**Source document:**
◇ ◇ ◇ ◇ ◇ ◇ ◇
Gilna to Captain CAMERA


By John Russell Bio-IT World

Later this summer, coinciding with the publication of the first peer-reviewed paper on results from J. Craig Venter’s worldwide voyage sampling ocean genomes, researchers will gain access to version 0.5 of CAMERA—the Community Cyberinfrastructure for Advanced Marine Microbial Ecology Research and Analysis—a platform replete with a wealth of data, analysis tools, and high-speed computational infrastructure.

“We’ll point readers to the portal from the paper,” says Paul Gilna, who was appointed executive director of CAMERA last month. Gilna is an experienced science program administrator who helped launch GenBank, worked on the protein data bank (PDB), and was a director of DOE’s Joint Genome Institute at Los Alamos National Laboratory. He hopes CAMERA will help jumpstart and grow the nascent field of metagenomics.

“I’ve noticed it’s one of those fields that’s beginning to take on the ‘in-the-eye-of-the-beholder definition,’ says Gilna. Broadly, metagenomics has been used two ways: One refers to the sequencing of microbial communities that contain large mixtures of microbial species; the other is the capture of data associated with any given microbe or microbial sequence or microbial genome. CAMERA will emphasize the latter, says Gilna, as pure sequence data will also submitted to GenBank, but its metadata will also be housed at CAMERA.
◇ ◇ ◇ ◇ ◇ ◇ ◇
**Referring expression grounding data:**
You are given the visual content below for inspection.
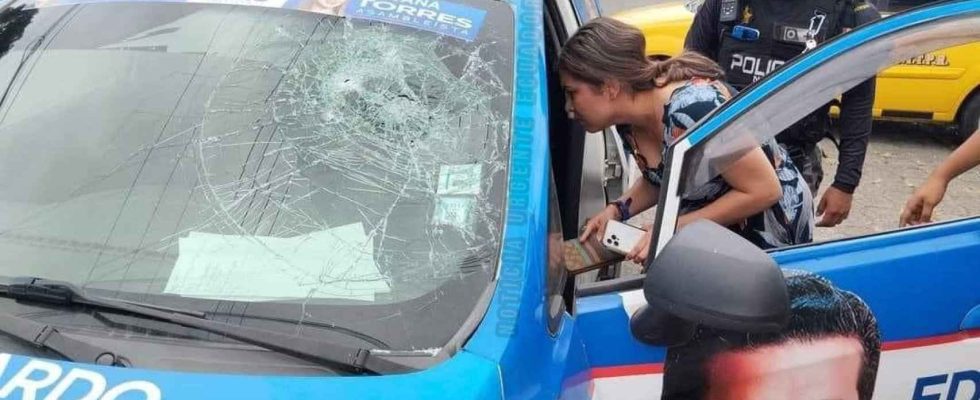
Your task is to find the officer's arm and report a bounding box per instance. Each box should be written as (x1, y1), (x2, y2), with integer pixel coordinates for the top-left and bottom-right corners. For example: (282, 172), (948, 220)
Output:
(684, 0), (720, 61)
(832, 3), (881, 193)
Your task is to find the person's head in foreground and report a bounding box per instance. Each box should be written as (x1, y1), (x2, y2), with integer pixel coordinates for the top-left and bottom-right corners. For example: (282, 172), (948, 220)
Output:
(662, 273), (881, 400)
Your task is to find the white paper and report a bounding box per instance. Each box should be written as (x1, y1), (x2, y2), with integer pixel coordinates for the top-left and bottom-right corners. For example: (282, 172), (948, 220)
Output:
(164, 223), (390, 301)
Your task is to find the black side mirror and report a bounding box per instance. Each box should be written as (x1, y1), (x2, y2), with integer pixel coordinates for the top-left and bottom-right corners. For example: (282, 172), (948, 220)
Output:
(630, 220), (790, 346)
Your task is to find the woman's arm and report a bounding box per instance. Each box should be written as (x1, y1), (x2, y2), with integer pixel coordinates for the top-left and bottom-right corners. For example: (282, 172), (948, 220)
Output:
(677, 148), (782, 229)
(898, 131), (980, 226)
(610, 176), (660, 219)
(579, 171), (660, 242)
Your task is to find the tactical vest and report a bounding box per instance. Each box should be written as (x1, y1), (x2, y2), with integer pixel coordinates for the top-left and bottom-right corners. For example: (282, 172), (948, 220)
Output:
(717, 0), (853, 143)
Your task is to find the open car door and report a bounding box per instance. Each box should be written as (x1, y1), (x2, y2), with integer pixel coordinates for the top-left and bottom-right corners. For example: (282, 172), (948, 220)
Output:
(576, 0), (980, 400)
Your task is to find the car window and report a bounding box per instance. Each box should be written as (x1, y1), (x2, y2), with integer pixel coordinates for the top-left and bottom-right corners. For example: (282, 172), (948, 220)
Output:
(0, 0), (514, 370)
(545, 170), (568, 333)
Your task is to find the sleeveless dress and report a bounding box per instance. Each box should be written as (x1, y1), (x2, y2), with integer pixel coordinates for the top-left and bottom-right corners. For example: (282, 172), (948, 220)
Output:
(617, 79), (814, 249)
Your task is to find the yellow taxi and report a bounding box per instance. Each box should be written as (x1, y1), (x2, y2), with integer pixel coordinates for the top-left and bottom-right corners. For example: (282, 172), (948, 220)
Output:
(612, 0), (980, 136)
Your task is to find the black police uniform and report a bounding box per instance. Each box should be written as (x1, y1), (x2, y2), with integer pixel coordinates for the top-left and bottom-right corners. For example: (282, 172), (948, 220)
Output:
(684, 0), (881, 194)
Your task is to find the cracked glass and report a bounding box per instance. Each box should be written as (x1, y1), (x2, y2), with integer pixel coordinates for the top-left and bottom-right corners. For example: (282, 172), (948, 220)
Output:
(0, 1), (513, 364)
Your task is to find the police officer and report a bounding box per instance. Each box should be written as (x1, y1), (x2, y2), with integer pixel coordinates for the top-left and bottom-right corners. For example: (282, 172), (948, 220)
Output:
(684, 0), (881, 227)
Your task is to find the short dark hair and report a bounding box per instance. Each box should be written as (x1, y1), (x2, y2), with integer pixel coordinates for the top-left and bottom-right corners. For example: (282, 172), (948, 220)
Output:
(661, 273), (881, 400)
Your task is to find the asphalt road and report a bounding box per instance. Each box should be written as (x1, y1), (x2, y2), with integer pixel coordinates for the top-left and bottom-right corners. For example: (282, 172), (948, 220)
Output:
(815, 123), (980, 241)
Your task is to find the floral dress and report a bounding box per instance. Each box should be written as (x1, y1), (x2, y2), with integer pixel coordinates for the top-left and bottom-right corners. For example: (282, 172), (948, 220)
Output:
(618, 79), (814, 249)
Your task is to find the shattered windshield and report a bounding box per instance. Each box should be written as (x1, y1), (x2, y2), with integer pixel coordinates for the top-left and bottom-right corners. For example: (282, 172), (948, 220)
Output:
(0, 0), (513, 356)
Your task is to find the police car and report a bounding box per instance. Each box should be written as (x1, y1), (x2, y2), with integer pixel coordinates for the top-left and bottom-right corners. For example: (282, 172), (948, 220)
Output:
(613, 0), (980, 136)
(0, 0), (980, 399)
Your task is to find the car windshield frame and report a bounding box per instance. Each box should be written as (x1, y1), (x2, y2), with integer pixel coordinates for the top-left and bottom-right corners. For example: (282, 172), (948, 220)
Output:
(0, 0), (516, 372)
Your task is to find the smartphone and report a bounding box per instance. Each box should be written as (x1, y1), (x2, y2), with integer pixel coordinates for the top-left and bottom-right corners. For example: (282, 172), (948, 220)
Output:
(602, 220), (646, 255)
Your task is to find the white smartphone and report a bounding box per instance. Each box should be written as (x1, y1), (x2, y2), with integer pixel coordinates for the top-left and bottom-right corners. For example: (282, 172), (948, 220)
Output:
(602, 220), (646, 255)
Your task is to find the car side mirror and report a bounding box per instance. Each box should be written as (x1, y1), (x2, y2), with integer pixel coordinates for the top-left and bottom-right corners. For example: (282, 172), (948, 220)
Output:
(630, 220), (790, 346)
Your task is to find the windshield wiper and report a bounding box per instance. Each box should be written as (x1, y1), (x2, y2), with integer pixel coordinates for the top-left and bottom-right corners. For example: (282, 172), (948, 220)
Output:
(0, 314), (129, 367)
(0, 278), (412, 374)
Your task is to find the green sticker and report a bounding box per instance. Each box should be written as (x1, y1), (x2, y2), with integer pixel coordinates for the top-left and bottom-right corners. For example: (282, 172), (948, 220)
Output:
(436, 164), (483, 196)
(432, 196), (476, 228)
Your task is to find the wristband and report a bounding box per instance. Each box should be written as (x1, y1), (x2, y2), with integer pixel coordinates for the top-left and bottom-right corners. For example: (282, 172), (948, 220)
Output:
(607, 197), (633, 221)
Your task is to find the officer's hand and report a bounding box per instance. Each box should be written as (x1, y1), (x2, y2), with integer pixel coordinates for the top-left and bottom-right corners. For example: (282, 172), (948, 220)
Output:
(578, 204), (619, 243)
(898, 177), (948, 226)
(817, 186), (854, 227)
(626, 225), (653, 265)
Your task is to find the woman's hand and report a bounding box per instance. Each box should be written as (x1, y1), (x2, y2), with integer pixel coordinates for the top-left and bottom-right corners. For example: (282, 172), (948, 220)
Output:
(898, 176), (949, 227)
(626, 225), (653, 265)
(578, 204), (619, 243)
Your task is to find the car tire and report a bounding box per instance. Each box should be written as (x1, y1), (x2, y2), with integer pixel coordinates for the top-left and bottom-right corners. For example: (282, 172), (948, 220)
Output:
(959, 92), (980, 139)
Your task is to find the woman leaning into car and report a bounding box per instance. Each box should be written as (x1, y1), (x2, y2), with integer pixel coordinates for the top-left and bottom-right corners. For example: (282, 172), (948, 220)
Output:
(558, 18), (814, 263)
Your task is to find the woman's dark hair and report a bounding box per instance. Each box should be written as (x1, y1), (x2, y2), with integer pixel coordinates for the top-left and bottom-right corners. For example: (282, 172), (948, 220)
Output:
(661, 272), (881, 400)
(558, 17), (724, 92)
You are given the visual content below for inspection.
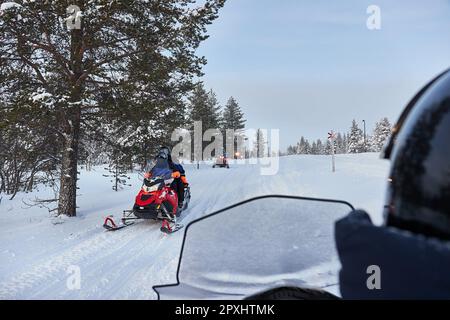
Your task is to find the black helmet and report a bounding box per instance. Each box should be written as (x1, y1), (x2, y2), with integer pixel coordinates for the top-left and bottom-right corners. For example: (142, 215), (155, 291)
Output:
(384, 70), (450, 240)
(156, 146), (170, 159)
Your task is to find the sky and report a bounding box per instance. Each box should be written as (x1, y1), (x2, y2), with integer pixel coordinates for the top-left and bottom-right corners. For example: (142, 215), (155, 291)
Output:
(198, 0), (450, 149)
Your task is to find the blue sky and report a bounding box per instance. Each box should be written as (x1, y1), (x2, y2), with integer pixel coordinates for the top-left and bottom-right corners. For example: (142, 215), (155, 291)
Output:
(199, 0), (450, 148)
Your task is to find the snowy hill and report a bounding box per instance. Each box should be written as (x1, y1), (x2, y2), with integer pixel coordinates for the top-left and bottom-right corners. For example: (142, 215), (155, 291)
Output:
(0, 153), (389, 299)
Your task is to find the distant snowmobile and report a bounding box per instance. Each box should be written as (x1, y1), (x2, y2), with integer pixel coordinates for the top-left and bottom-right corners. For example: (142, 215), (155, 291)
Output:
(103, 176), (191, 233)
(213, 153), (230, 169)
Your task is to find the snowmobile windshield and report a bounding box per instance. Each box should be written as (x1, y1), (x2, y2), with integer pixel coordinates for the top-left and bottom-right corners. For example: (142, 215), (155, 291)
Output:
(154, 196), (353, 299)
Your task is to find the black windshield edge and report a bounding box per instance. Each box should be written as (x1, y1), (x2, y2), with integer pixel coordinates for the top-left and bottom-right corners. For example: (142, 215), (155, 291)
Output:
(152, 194), (355, 300)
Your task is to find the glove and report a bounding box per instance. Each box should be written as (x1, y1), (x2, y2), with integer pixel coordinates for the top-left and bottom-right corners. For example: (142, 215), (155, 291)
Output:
(172, 171), (181, 179)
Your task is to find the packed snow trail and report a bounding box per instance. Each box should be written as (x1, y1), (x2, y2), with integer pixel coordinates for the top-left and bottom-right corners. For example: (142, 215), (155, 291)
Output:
(0, 154), (388, 299)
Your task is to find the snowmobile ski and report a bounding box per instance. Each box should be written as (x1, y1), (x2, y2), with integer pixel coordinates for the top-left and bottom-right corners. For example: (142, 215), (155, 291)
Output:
(160, 220), (183, 234)
(103, 216), (134, 231)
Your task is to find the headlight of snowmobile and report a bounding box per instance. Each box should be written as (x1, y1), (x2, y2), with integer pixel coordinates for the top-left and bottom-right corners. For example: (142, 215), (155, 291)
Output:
(142, 184), (159, 192)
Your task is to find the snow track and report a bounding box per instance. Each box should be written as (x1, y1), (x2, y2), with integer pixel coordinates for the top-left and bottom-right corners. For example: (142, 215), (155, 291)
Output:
(0, 154), (387, 299)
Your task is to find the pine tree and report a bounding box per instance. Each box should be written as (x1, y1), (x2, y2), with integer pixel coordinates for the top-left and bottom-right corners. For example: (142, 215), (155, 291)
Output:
(103, 153), (131, 192)
(335, 132), (345, 154)
(0, 0), (225, 216)
(370, 117), (392, 152)
(221, 97), (246, 150)
(254, 129), (266, 158)
(348, 120), (365, 153)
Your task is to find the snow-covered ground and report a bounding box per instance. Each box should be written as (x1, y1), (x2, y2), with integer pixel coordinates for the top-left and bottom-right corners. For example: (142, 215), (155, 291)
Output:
(0, 153), (389, 299)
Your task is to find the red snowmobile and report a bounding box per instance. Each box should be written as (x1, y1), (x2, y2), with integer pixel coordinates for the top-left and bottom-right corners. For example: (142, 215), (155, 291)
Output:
(103, 176), (191, 233)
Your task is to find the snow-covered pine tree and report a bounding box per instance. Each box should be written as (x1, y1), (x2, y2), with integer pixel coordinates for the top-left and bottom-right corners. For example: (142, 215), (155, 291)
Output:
(286, 145), (297, 156)
(253, 129), (266, 158)
(188, 83), (221, 156)
(370, 117), (392, 152)
(335, 132), (345, 153)
(348, 119), (364, 153)
(221, 97), (246, 150)
(316, 139), (325, 154)
(103, 151), (131, 192)
(0, 0), (225, 216)
(297, 136), (309, 154)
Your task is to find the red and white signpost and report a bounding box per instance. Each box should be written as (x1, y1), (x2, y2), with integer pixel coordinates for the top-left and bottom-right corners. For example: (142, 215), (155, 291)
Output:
(328, 130), (336, 172)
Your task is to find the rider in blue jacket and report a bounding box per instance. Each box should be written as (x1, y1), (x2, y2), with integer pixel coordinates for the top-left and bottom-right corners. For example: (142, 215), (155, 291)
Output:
(144, 146), (189, 207)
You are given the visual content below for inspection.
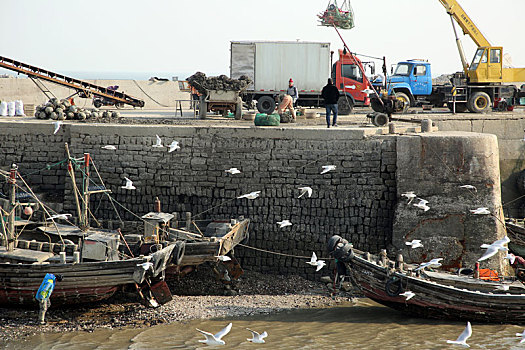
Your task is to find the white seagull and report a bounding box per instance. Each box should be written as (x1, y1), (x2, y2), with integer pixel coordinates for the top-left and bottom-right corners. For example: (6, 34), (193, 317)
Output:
(414, 198), (430, 211)
(121, 177), (136, 190)
(224, 168), (241, 175)
(297, 186), (313, 198)
(321, 165), (336, 175)
(47, 214), (72, 220)
(470, 208), (490, 215)
(399, 290), (416, 300)
(447, 322), (472, 348)
(237, 191), (261, 199)
(153, 135), (164, 148)
(414, 258), (443, 271)
(459, 185), (478, 192)
(401, 191), (417, 204)
(277, 220), (292, 228)
(405, 239), (423, 249)
(196, 323), (232, 345)
(504, 253), (516, 265)
(246, 328), (268, 344)
(215, 255), (232, 262)
(53, 120), (62, 135)
(478, 236), (510, 261)
(516, 331), (525, 344)
(306, 252), (326, 272)
(168, 140), (180, 153)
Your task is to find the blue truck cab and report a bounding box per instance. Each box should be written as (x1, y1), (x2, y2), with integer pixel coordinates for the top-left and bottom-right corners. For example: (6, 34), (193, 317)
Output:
(373, 60), (432, 106)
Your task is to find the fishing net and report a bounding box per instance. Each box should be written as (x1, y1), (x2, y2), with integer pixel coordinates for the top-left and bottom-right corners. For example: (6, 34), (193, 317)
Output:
(317, 0), (355, 29)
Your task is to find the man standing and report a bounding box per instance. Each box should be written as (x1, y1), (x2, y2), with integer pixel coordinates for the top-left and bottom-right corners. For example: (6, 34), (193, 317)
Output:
(321, 78), (340, 128)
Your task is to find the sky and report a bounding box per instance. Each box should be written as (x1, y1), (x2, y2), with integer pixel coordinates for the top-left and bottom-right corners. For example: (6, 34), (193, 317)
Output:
(0, 0), (525, 79)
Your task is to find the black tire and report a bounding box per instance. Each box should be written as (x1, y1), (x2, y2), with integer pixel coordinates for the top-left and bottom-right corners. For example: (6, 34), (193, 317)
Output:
(337, 96), (354, 115)
(447, 102), (468, 113)
(257, 96), (276, 114)
(467, 91), (492, 113)
(395, 92), (410, 114)
(385, 277), (403, 297)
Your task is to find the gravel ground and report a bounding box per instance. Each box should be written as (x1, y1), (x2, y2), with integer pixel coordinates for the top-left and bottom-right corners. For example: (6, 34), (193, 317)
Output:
(0, 266), (352, 341)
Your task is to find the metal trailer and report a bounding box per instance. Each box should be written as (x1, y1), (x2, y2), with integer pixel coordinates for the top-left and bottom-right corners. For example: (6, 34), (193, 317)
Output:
(0, 56), (144, 107)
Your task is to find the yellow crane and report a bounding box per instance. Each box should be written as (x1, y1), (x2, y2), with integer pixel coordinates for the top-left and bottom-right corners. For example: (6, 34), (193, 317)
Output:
(439, 0), (525, 84)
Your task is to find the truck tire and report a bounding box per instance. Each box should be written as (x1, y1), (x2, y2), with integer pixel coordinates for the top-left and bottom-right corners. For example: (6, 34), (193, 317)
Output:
(467, 91), (492, 113)
(337, 96), (354, 115)
(447, 102), (468, 113)
(395, 92), (410, 114)
(257, 96), (276, 114)
(235, 97), (242, 120)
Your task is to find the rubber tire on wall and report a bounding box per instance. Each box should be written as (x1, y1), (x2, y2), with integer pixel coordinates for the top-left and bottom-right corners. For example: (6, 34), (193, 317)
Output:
(447, 102), (468, 113)
(467, 91), (492, 113)
(257, 96), (276, 114)
(337, 96), (354, 115)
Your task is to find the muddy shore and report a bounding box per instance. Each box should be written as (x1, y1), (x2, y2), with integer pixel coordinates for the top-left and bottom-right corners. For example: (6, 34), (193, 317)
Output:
(0, 268), (352, 343)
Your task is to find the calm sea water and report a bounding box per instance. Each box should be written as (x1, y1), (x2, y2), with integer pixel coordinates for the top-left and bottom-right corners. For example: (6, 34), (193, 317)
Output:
(0, 299), (525, 350)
◇ ◇ ◇ ◇ ◇ ◇ ◇
**Exercise requirements:** Continue the article on Paul Gilna and the CAMERA marine metagenomics platform, starting after its last sentence.

**Result below:**
“When we lift a sample out of soils or out of the ocean, we know we are sequencing parts of many thousands, even millions of microbes,” Gilna says. “So for any one sequence, getting the context of what was around it at the time in terms of other sequences is important. In the case of genome sequences garnered from the ocean surveys, there is information associated with spatial location such as GPS coordinates as well as satellite imagery of the particular sites. There are data associated with ocean conditions such as depth, temperature, salinity.”

Soon, scientists may have those data at their finger tips. CAMERA is a partnership among the J. Craig Venter Institute (JCVI), the California Institute for Telecommunications and Information Technology (Calit2), UCSD’s Center for Earth Observation and Applications based at the Scripps Institution of Oceanography, and the San Diego Supercomputer Center.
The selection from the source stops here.